Re: [RFC][PATCH 1/2] sched: Move idle_balance() to post_schedule

2013-01-05 Thread Frederic Weisbecker
2012/12/22 Steven Rostedt :
> The idle_balance() code is called to do task load balancing just before
> going to idle. This makes sense as the CPU is about to sleep anyway.
> But currently it's called in the middle of the scheduler and in a place
> that must have interrupts disabled. That means, while the load balancing
> is going on, if a task wakes up on this CPU, it wont get to run while
> the interrupts are disabled. The idle task doing the balancing will be
> clueless about it.
>
> There's no real reason that the idle_balance() needs to be called in the
> middle of schedule anyway. The only benefit is that if a task is pulled
> to this CPU, it can be scheduled without the need to schedule the idle
> task. But load balancing and migrating the task makes a switch to idle
> and back negligible.

This cleanup looks nice as it does not only let us enable interrupts
there but also debloats a bit the schedule() code from idle specific
code. So it would be a pity if the optimization that goes away with
your cleanup has any measurable impact. Is there any sensible
benchmark that can be run against this patch? Something that may
involve a lot of back and forth to idle with some bunch of tasks
running around on other CPUs?
--
To unsubscribe from this list: send the line "unsubscribe linux-kernel" in
the body of a message to majord...@vger.kernel.org
More majordomo info at  http://vger.kernel.org/majordomo-info.html
Please read the FAQ at  http://www.tux.org/lkml/


Re: [RFC][PATCH 1/2] sched: Move idle_balance() to post_schedule

2012-12-21 Thread Steven Rostedt
---
So much for saying it was well tested. As my email box is separate from
the development boxes, I didn't copy the write set of patches over. This
patch was tested thoroughly on 40 core and 4 core, but not UP. The UP
had some bugs that were fixed (but not sent :-p)

Here's the correct patch with the UP fixes. The other patch shouldn't be
affected.
---

sched: Move idle_balance() to post_schedule

The idle_balance() code is called to do task load balancing just before
going to idle. This makes sense as the CPU is about to sleep anyway.
But currently it's called in the middle of the scheduler and in a place
that must have interrupts disabled. That means, while the load balancing
is going on, if a task wakes up on this CPU, it wont get to run while
the interrupts are disabled. The idle task doing the balancing will be
clueless about it.

There's no real reason that the idle_balance() needs to be called in the
middle of schedule anyway. The only benefit is that if a task is pulled
to this CPU, it can be scheduled without the need to schedule the idle
task. But load balancing and migrating the task makes a switch to idle
and back negligible.

GIVEN INFORMATION:
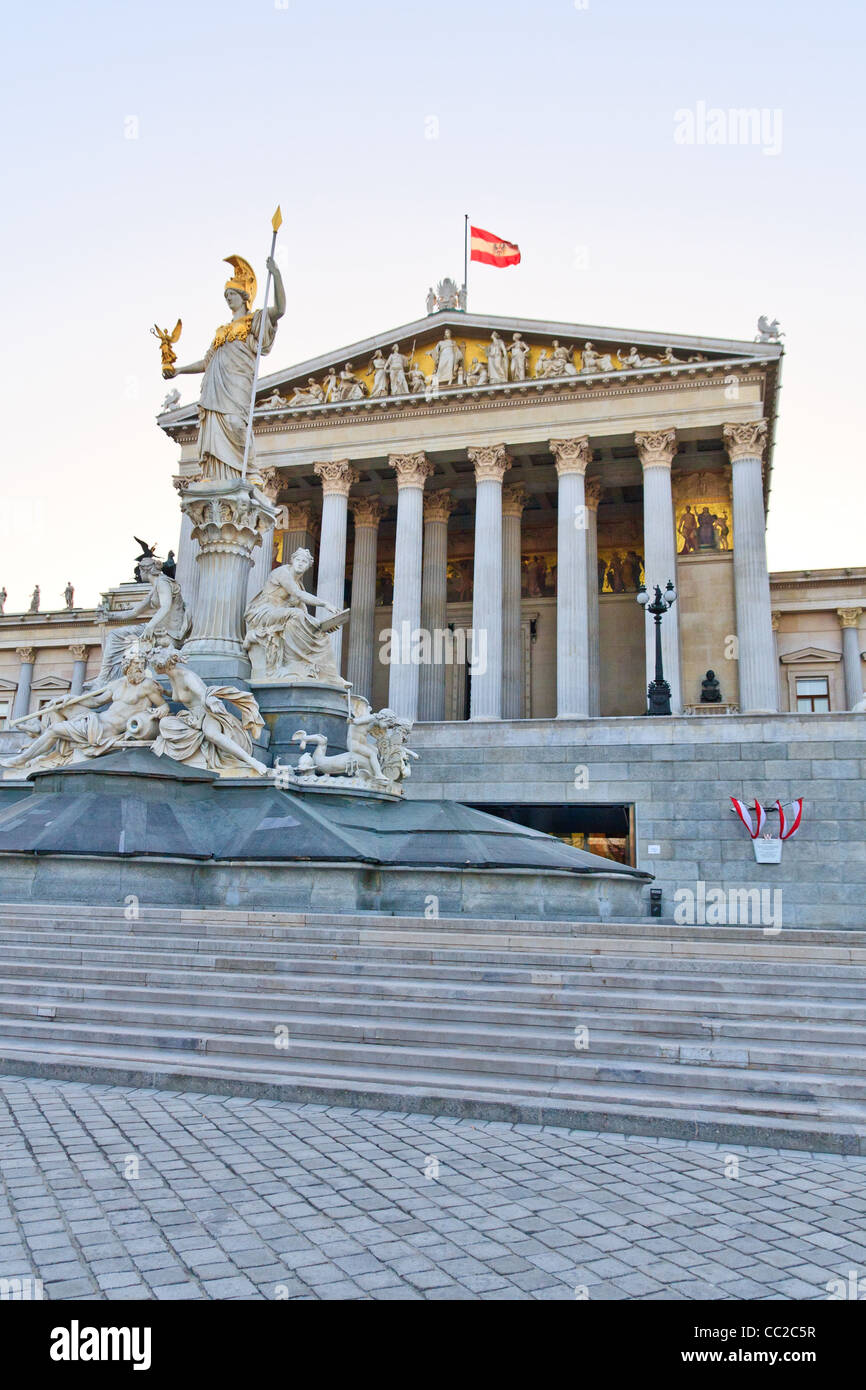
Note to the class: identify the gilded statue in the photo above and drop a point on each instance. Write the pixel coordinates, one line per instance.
(228, 367)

JOB A: In the scheduler patch thread, on which systems was the patch thoroughly tested?
JOB B: Reproduce word for word the part of the scheduler patch thread starting with "2012-12-21 Thread Steven" and going on through "not sent :-p)".

FULL RESPONSE A: On 40-core and 4-core systems, but not on UP.

FULL RESPONSE B:
2012-12-21 Thread Steven Rostedt
---
So much for saying it was well tested. As my email box is separate from
the development boxes, I didn't copy the write set of patches over. This
patch was tested thoroughly on 40 core and 4 core, but not UP. The UP
had some bugs that were fixed (but not sent :-p)